УСЛОВИЕ ЗАДАЧИ 1
Сколько рублей получил унтер-офицер Григорьев от своего батальонного командира 29 декабря, если верить тексту о восстании Муравьева-Апостола?
УСЛОВИЕ ЗАДАЧИ 2
Выпишите из текста о восстании Муравьева-Апостола все слова и выражения, заключенные в кавычки.
УСЛОВИЕ ЗАДАЧИ 3
Продолжите текст о восстании Муравьева-Апостола, начав сразу после его последнего предложения.

ТЕКСТ ДЛЯ ЧТЕНИЯ
***

Трудно сказать, каким образом Муравьев-Апостол собирался тратить полученные деньги — мизерную сумму, если иметь в виду поход мятежного полка на столицы. Однако сама жизнь подсказала основную «статью расхода» — подкуп нижних чинов.

После истории с полковым командиром у Муравьева больше не было законных оснований для командования солдатами. Оставалось надеяться на их «доброе отношение» и на силу денег. Уже 29 декабря унтер-офицер Григорьев получил от своего батальонного командира 25 рублей за помощь в побеге из-под ареста. В последующие дни восстания и сам руководитель мятежа, и его офицеры активно раздавали деньги солдатам — в этом на следствии они сами неоднократно признавались. И если раньше, до восстания, раздача денег солдатам могла быть оправдана желанием облегчить их тяжелую жизнь, то теперь речь могла идти только о покупке их лояльности. Солдаты брали деньги очень охотно. Именно на эти цели ушли все «экспроприированные» у жандармов суммы.

***

ДАННЫЕ
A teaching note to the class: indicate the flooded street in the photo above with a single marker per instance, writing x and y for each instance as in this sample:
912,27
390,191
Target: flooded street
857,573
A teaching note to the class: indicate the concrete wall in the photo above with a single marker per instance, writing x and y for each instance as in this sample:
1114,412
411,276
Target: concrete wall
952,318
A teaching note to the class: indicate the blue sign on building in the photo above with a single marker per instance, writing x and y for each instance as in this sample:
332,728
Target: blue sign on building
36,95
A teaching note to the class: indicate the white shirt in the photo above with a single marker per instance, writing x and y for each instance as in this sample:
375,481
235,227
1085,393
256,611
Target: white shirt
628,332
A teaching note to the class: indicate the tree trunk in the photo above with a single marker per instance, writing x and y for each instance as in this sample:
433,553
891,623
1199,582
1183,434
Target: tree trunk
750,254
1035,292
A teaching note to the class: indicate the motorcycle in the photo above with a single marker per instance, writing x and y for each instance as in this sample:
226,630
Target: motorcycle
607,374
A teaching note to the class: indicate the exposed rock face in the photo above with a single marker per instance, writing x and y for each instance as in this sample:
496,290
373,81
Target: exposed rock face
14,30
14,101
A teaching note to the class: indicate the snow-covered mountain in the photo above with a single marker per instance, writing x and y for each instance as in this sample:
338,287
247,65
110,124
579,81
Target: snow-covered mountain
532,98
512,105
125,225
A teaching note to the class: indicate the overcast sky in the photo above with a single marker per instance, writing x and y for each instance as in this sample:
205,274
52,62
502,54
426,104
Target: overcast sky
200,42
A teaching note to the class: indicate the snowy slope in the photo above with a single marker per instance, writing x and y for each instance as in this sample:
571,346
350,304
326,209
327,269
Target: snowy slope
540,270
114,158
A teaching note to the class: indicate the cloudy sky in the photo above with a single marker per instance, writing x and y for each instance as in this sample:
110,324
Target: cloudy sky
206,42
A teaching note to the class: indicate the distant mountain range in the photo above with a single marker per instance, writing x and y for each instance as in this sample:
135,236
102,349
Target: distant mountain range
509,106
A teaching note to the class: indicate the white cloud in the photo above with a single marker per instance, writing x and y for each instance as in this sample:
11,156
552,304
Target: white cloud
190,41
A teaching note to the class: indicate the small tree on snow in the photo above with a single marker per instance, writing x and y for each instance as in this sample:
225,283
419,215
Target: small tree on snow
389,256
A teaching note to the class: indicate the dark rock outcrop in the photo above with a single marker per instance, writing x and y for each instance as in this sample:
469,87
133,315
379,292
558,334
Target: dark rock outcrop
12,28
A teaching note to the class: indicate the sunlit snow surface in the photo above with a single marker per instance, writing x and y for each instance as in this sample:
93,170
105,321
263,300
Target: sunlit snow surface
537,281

***

ПИСЬМЕННЫЙ ОТВЕТ 1
25 рублей.

ПИСЬМЕННЫЙ ОТВЕТ 2
«статью расхода», «доброе отношение», «экспроприированные»

ПИСЬМЕННЫЙ ОТВЕТ 3
И в глазах солдат Муравьев-Апостол быстро превратился из обличенного официальной властью командира в атамана разбойничьей шайки. Раньше его приказам они обязаны были подчиняться под угрозой наказания. Теперь же за исполнение приказа подполковник стал платить — а значит, этим приказам можно было и не подчиняться. В тот же день, 30 декабря, нижние чины уже настолько осмелели, что стали приходить на квартиру батальонного командира «в пьяном виде и в большом беспорядке». По свидетельству одного из случайно оказавшихся в Василькове офицеров, солдаты просили у Муравьева «позволения пограбить, но подполковник оное запретил».

В Василькове руководитель мятежа понял, что не знает, куда вести свое войско. На следствии Муравьев-Апостол покажет: «Из Василькова я мог действовать трояким образом: 1) идти на Киев, 2) идти на Белую Церковь, и 3) двинуться поспешнее к Житомиру». В Белой Церкви был расквартирован 17-й егерский полк, в котором служил член Южного общества подпоручик Александр Вадковский, родной брат Федора Вадковского. Вадковский приехал 30 декабря в Васильков, увиделся с Муравьевым и пообещал содействие. В Житомире же и около него служили многие члены Общества соединенных славян. Но логичнее всего представлялось движение на Киев — там находился штаб 4-го пехотного корпуса под командованием генерала Щербатова. Предстояло, опираясь на контакты уехавшего в отпуск Трубецкого, просить Щербатова о помощи. Но с корпусным командиром не было вообще никакой связи — и эту связь еще нужно было установить.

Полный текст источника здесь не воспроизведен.